BEGIN INPUT DATA

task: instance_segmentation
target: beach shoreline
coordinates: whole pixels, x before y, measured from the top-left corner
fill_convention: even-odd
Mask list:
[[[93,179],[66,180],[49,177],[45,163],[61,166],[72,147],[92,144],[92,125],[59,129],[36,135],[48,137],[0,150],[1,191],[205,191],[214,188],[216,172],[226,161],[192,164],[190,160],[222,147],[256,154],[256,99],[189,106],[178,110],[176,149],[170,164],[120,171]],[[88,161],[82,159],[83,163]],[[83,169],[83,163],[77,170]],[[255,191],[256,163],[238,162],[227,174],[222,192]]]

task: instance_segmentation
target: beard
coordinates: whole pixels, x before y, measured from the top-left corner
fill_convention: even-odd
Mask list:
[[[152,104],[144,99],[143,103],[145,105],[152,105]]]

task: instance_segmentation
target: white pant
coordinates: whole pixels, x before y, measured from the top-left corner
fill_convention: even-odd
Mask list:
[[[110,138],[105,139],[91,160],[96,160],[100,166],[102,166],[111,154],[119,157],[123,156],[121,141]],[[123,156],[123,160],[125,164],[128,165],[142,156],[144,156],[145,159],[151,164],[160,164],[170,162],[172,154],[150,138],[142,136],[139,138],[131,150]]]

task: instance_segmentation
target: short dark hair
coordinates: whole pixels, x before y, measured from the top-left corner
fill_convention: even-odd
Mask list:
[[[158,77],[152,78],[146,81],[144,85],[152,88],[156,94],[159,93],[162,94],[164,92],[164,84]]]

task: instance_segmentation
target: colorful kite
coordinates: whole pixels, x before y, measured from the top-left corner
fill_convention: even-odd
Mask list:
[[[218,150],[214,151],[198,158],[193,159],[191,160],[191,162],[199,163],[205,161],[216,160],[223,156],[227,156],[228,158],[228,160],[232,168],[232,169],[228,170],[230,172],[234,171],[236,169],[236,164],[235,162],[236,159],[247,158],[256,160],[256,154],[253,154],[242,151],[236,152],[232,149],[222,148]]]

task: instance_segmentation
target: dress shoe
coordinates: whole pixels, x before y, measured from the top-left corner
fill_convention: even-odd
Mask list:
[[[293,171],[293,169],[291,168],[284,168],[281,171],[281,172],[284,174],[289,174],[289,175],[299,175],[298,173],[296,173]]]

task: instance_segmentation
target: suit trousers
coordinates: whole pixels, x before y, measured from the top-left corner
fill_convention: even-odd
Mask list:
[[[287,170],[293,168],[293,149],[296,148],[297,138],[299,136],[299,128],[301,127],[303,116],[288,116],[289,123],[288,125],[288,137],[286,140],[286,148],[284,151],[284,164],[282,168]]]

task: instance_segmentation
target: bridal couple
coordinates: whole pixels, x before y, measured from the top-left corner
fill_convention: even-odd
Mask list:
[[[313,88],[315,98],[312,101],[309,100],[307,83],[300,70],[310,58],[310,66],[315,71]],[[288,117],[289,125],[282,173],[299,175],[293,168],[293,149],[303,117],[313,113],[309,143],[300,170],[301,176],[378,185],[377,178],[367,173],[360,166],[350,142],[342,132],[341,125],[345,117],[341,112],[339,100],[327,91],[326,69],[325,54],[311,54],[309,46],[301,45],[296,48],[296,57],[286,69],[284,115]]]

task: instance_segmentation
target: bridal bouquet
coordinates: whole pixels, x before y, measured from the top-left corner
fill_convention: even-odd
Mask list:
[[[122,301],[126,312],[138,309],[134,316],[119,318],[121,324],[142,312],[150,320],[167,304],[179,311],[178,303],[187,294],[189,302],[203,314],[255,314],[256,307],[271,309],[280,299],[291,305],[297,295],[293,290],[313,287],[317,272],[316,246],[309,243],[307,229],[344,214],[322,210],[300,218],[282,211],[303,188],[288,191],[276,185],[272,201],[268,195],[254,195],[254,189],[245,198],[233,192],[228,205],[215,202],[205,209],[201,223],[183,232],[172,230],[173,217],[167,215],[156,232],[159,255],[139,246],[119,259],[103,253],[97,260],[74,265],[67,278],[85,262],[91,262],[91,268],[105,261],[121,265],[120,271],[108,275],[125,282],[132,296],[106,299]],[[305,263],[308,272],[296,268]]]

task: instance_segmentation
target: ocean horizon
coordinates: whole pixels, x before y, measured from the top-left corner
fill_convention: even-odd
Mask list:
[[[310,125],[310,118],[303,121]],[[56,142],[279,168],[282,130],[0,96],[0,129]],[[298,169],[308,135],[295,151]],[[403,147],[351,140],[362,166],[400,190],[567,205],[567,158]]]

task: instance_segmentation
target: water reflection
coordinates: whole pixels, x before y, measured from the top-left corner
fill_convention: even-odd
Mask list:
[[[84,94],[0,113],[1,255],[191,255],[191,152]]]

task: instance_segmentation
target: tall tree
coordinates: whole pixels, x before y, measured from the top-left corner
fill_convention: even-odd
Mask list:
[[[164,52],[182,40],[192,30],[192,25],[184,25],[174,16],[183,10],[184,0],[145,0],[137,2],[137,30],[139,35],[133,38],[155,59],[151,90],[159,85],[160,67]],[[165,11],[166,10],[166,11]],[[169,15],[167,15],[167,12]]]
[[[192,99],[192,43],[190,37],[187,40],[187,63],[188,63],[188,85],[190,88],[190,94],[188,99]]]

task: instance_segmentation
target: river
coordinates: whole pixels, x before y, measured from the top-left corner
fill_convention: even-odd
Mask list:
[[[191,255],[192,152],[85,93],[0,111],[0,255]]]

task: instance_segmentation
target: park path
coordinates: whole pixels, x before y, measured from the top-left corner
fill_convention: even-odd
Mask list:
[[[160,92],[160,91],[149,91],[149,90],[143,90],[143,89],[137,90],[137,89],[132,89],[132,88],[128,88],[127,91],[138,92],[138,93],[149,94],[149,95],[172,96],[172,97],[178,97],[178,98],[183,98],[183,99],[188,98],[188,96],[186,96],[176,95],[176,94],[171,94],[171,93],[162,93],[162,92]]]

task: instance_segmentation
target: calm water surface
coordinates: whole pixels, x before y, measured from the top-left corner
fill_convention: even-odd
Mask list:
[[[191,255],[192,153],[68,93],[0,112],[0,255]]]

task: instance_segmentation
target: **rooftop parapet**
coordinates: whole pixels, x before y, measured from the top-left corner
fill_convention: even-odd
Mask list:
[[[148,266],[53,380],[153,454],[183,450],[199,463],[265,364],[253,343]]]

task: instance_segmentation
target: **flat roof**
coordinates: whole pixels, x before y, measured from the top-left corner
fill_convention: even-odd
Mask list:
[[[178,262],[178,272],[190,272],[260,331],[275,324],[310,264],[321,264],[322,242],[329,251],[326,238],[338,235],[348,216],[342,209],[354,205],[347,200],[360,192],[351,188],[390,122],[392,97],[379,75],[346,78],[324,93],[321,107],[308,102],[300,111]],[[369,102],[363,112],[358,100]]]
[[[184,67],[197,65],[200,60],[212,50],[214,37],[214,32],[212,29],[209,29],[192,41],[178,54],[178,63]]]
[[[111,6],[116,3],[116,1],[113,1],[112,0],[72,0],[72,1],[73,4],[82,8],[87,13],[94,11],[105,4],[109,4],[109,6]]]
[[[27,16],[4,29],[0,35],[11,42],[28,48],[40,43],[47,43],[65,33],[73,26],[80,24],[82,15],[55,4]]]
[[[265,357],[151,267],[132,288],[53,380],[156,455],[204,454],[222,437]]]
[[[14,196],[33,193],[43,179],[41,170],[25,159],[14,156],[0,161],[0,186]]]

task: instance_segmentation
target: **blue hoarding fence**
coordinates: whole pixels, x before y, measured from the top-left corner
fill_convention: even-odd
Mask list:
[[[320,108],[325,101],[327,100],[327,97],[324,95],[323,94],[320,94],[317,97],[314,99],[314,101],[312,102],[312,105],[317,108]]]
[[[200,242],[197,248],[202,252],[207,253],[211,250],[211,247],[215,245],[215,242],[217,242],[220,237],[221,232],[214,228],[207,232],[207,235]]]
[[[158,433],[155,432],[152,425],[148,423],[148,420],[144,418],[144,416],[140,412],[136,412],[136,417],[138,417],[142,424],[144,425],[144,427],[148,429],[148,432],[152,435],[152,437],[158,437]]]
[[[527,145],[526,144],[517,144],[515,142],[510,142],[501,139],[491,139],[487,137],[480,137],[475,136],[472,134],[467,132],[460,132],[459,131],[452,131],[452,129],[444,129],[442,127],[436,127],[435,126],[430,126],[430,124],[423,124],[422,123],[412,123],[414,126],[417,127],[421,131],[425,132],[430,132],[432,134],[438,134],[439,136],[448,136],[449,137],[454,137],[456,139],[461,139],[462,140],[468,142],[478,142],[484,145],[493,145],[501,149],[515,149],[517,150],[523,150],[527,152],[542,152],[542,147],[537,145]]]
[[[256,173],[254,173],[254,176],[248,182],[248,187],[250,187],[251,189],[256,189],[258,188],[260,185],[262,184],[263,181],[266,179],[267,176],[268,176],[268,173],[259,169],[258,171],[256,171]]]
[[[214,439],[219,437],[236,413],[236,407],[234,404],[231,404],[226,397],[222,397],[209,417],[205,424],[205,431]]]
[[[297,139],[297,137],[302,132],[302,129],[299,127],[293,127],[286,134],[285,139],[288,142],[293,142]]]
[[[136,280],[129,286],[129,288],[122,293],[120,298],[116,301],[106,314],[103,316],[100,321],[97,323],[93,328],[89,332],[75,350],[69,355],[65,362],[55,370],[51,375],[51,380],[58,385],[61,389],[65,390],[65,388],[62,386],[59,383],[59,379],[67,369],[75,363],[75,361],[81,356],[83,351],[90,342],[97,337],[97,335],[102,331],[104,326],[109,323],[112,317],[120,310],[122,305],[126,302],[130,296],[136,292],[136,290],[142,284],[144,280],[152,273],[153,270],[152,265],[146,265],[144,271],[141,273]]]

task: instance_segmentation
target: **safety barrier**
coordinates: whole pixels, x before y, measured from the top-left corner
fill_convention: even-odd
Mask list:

END INPUT DATA

Give, as a numbered list, every line from the start of the items above through the line containing "[[[152,104],[144,99],[143,103],[145,105],[152,105]]]", both included, leaving out blank lines.

TASK SOLUTION –
1. task: instance_segmentation
2. target: beach shoreline
3. coordinates: whole pixels, x before y, measured from the top-left corner
4. fill_convention: even-odd
5. Mask list:
6. [[[93,179],[66,180],[49,177],[45,163],[61,166],[72,147],[92,144],[92,125],[59,129],[36,135],[48,137],[0,150],[1,191],[205,191],[214,188],[216,172],[226,161],[192,164],[190,160],[222,147],[256,154],[256,99],[189,106],[178,110],[176,149],[170,164],[120,171]],[[88,161],[82,159],[83,163]],[[83,169],[83,163],[77,170]],[[255,191],[256,163],[238,162],[227,174],[222,192]]]
7. task: instance_segmentation
8. target: beard
9. coordinates: whole pixels, x before y, measured from the top-left corner
10. fill_convention: even-odd
11. Mask list:
12. [[[152,104],[144,99],[143,103],[145,105],[152,105]]]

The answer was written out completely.